# Gradient Obfuscation and Adaptive Attacks

[![Open In Colab](https://colab.research.google.com/assets/colab-badge.svg)](https://colab.research.google.com/github/maurapintor/ARTISAN/blob/solutions/04_gradient_obfuscation_and_adaptive_attacks.ipynb)

In this tutorial, we are going to test the robustness of two defenses that were specifically designed to be strong against gradient-based attacks.

Despite the efforts, however, these models were later shown to be just *hiding* the adversarial examples rather than removing them. They were broken by **adaptive** attacks, *i.e.*, attacks that target the specific defense mechanism that is in place.

In [None]:
try:
    import secml
except ImportError:
    %pip install secml

try:
    import foolbox
except ImportError:
    %pip install foolbox

try:
    import robustbench
except ImportError:
    %pip install git+https://github.com/RobustBench/robustbench.git

import os
if not os.path.exists("models"):
    !git clone https://github.com/maurapintor/ARTISAN.git
    os.chdir("ARTISAN")

::::::::::

■ **TASKS TO CARRY OUT**:
1: Please state whether each statement below agrees with the gradient obfuscation tutorial, answering yes or no and quoting the words of the tutorial that decide it: (a) The tutorial tests two defenses that were designed to be strong against gradient-based attacks. (b) The defenses were later shown to remove adversarial examples. (c) The code clones the ARTISAN repository only when a "models" folder is not found.
2: Transcribe the stretch of the gradient obfuscation tutorial from "# Gradient Obfuscation" through "is in place.".

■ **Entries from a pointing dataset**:
::::::::::

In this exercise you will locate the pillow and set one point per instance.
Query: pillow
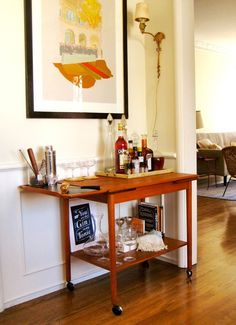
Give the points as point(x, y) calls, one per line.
point(207, 144)
point(214, 146)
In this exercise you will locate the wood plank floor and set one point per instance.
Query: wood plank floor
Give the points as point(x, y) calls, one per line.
point(158, 295)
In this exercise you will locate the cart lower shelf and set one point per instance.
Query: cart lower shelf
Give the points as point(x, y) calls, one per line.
point(171, 243)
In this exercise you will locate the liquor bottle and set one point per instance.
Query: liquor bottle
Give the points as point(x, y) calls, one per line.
point(120, 151)
point(147, 153)
point(124, 124)
point(130, 151)
point(109, 159)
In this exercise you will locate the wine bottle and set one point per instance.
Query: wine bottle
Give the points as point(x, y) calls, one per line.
point(147, 153)
point(109, 160)
point(120, 151)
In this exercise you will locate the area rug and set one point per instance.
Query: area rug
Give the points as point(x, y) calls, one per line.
point(216, 192)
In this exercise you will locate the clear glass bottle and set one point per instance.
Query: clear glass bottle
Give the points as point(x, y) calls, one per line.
point(109, 157)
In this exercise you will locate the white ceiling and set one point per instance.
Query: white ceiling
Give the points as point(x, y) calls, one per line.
point(215, 23)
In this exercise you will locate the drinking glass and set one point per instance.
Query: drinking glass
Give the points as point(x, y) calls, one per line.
point(119, 235)
point(89, 163)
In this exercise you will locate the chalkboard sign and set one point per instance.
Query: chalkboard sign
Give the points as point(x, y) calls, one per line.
point(82, 221)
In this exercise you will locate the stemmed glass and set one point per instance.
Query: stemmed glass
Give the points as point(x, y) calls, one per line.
point(129, 239)
point(89, 163)
point(104, 248)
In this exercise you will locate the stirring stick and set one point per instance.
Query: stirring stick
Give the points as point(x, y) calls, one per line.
point(26, 160)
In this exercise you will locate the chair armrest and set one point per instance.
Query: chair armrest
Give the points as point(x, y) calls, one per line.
point(220, 166)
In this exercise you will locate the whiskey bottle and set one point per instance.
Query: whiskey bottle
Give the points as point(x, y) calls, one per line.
point(147, 153)
point(121, 151)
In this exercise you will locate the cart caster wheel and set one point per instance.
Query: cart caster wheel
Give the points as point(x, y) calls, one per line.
point(145, 264)
point(189, 273)
point(117, 310)
point(70, 286)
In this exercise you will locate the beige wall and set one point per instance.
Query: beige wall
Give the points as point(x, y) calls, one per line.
point(81, 138)
point(215, 89)
point(70, 137)
point(161, 96)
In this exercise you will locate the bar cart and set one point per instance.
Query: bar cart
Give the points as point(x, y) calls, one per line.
point(113, 190)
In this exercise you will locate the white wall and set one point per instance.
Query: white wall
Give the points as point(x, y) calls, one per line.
point(25, 272)
point(23, 276)
point(215, 89)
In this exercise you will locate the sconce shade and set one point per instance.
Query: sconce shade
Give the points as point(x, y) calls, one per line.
point(199, 121)
point(142, 12)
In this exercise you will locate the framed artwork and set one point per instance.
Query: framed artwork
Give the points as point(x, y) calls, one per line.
point(76, 58)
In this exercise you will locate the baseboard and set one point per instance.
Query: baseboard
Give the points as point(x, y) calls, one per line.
point(49, 290)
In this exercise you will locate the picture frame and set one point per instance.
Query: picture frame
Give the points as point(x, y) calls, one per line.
point(76, 67)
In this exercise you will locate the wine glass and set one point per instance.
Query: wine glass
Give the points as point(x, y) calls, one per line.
point(119, 223)
point(89, 163)
point(104, 248)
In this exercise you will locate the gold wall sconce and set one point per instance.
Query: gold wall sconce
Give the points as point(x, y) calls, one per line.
point(142, 16)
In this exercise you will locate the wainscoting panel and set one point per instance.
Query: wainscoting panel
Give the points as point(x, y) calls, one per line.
point(31, 243)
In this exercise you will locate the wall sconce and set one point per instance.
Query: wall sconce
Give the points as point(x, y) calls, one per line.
point(142, 16)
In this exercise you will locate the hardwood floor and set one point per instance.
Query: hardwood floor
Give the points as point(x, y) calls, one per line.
point(158, 295)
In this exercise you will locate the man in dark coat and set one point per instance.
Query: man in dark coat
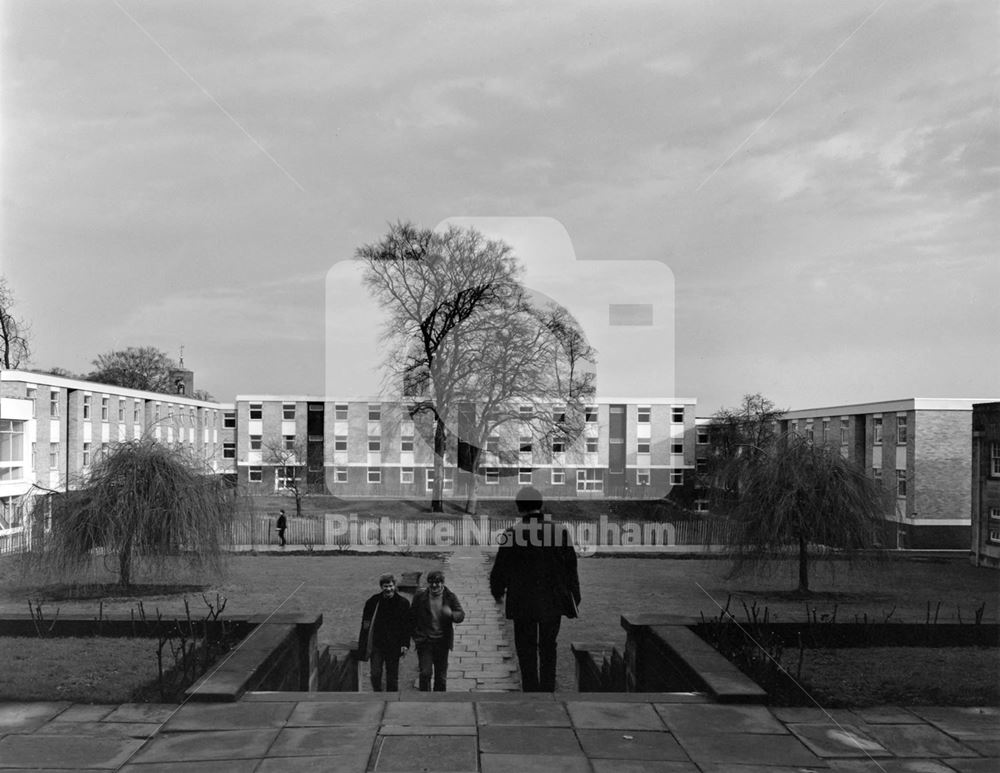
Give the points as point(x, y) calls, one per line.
point(434, 612)
point(385, 633)
point(535, 567)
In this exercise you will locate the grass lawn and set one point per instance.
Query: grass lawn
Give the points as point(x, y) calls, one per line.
point(337, 586)
point(878, 676)
point(82, 670)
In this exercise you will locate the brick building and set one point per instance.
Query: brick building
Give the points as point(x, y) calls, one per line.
point(371, 447)
point(986, 484)
point(920, 448)
point(52, 429)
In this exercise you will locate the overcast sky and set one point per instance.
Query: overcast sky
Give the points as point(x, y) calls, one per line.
point(820, 178)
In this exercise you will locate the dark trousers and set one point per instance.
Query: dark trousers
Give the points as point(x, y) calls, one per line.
point(535, 642)
point(391, 664)
point(432, 655)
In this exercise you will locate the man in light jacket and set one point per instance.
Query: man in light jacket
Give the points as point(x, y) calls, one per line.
point(433, 613)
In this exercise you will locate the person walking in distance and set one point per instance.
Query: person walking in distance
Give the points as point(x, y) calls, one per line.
point(434, 612)
point(281, 525)
point(535, 567)
point(385, 633)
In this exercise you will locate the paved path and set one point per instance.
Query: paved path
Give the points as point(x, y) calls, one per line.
point(493, 733)
point(483, 658)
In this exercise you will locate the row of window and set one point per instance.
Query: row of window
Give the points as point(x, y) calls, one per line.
point(105, 413)
point(590, 479)
point(340, 412)
point(900, 480)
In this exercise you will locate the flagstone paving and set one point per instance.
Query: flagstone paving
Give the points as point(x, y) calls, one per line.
point(492, 732)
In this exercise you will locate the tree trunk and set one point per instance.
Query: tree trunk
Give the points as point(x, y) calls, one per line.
point(803, 565)
point(472, 502)
point(440, 449)
point(125, 564)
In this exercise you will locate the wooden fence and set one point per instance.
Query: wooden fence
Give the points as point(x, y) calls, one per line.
point(340, 530)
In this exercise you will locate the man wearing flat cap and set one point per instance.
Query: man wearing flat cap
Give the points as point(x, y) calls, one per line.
point(385, 633)
point(535, 567)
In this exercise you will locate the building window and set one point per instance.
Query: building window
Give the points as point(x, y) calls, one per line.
point(589, 479)
point(447, 483)
point(285, 478)
point(11, 449)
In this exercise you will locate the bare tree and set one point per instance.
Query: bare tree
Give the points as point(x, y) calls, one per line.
point(291, 458)
point(145, 505)
point(533, 368)
point(435, 287)
point(15, 350)
point(737, 435)
point(143, 367)
point(796, 496)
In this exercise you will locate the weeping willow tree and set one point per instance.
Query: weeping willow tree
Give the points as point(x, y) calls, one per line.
point(793, 496)
point(144, 506)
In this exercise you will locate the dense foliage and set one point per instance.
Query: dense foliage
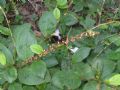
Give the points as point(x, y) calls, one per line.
point(87, 57)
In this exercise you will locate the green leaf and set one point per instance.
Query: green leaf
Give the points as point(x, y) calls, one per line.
point(91, 85)
point(47, 23)
point(62, 4)
point(33, 74)
point(84, 71)
point(5, 30)
point(114, 80)
point(103, 65)
point(10, 74)
point(68, 79)
point(3, 3)
point(2, 58)
point(50, 61)
point(51, 87)
point(56, 13)
point(70, 19)
point(36, 48)
point(24, 38)
point(29, 88)
point(15, 86)
point(81, 54)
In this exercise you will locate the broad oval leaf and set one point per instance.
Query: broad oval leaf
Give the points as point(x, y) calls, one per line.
point(70, 19)
point(68, 79)
point(8, 54)
point(36, 48)
point(84, 71)
point(91, 85)
point(33, 74)
point(2, 58)
point(56, 13)
point(81, 54)
point(47, 23)
point(24, 37)
point(10, 74)
point(114, 80)
point(15, 86)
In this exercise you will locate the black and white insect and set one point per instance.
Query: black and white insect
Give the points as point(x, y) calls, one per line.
point(56, 36)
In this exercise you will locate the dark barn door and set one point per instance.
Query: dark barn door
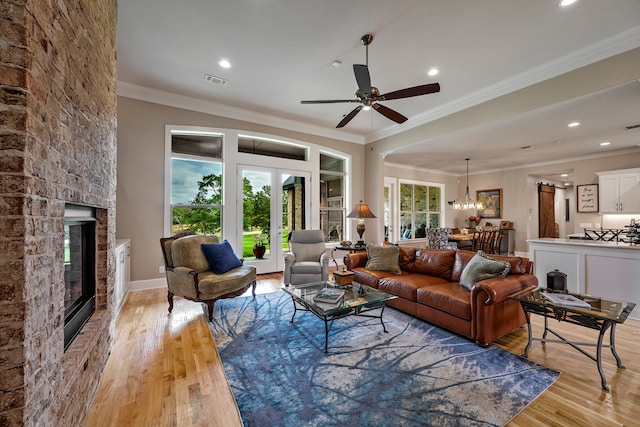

::::::::::

■ **TASK-BY-TASK OUTPUTS**:
1:
(a) Yes: "we are going to test the robustness of two defenses that were specifically designed to be strong against gradient-based attacks"
(b) No: "rather than removing them"
(c) Yes: "if not os.path.exists("models"):"

2:
# Gradient Obfuscation and Adaptive Attacks

[![Open In Colab](https://colab.research.google.com/assets/colab-badge.svg)](https://colab.research.google.com/github/maurapintor/ARTISAN/blob/solutions/04_gradient_obfuscation_and_adaptive_attacks.ipynb)

In this tutorial, we are going to test the robustness of two defenses that were specifically designed to be strong against gradient-based attacks.

Despite the efforts, however, these models were later shown to be just *hiding* the adversarial examples rather than removing them. They were broken by **adaptive** attacks, *i.e.*, attacks that target the specific defense mechanism that is in place.